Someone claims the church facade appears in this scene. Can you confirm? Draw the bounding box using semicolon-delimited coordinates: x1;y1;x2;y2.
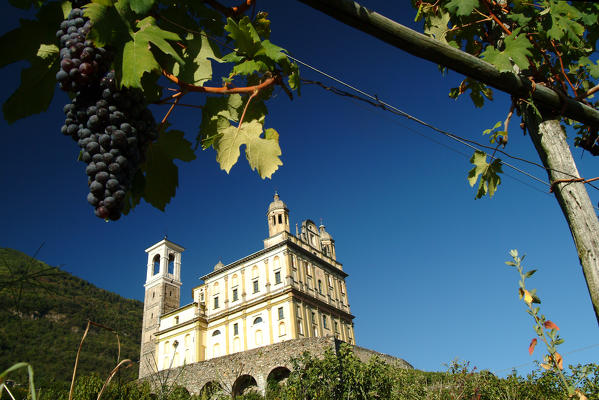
139;194;356;379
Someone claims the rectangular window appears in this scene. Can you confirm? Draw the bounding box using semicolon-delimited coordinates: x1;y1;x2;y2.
232;288;238;302
274;270;281;284
278;307;284;320
311;311;316;324
334;321;339;332
233;323;239;336
322;315;328;329
253;279;259;293
318;280;323;294
298;320;304;335
214;296;219;309
200;291;205;302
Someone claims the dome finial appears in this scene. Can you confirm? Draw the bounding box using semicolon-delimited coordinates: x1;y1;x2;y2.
274;190;279;200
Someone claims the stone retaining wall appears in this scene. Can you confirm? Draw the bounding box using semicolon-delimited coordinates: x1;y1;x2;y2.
143;336;411;396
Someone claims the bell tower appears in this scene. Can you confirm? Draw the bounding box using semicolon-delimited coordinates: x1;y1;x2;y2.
267;192;290;237
139;237;184;378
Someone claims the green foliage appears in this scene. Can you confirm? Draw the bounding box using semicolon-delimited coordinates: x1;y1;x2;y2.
0;248;143;391
467;150;502;199
413;0;599;197
0;0;300;217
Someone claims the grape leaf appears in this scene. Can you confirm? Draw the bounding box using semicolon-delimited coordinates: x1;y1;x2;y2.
423;11;450;43
172;32;221;85
255;40;288;63
224;16;262;58
121;17;183;88
2;44;59;124
547;1;584;42
445;0;479;17
198;94;244;148
233;59;269;76
84;0;131;48
129;0;154;15
213;120;282;178
467;150;503;198
142;129;196;211
254;11;271;39
0;1;64;68
481;34;532;72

#### Activity:
All lines starting at the one holding "Someone claims the stone" and ending at the last line above must be output exactly, and no other line may appear.

#### Answer space:
Someone claims the stone retaining wall appears in this scene. Can you confirm? Draw the bounding box using semicolon-delimited coordinates: x1;y1;x2;y2.
143;336;411;396
Someone claims the bell tower appears in this scene. Can you confirm? Draw the bounding box using semicolon-delimited coordinates: x1;y1;x2;y2.
267;192;290;237
139;237;184;378
Someone claims the green foliage appears in this scene. Can you confirm? Draw the bounding box using semicolon-delimited coordinates: x1;y1;x2;y2.
0;248;143;391
467;150;502;199
413;0;599;197
0;0;300;217
Someone claims the grape leaf appears in this scene. Can you confirm? Draw the bounding box using semicolon-delimited coordinates: x1;y1;x2;y2.
423;11;450;43
172;32;221;85
255;40;288;63
224;16;262;58
121;17;183;88
2;44;59;124
547;1;584;42
445;0;479;17
198;94;244;148
233;59;269;76
84;0;131;48
129;0;154;15
213;120;282;178
467;150;503;198
142;129;196;211
254;11;271;39
0;1;64;68
481;34;532;72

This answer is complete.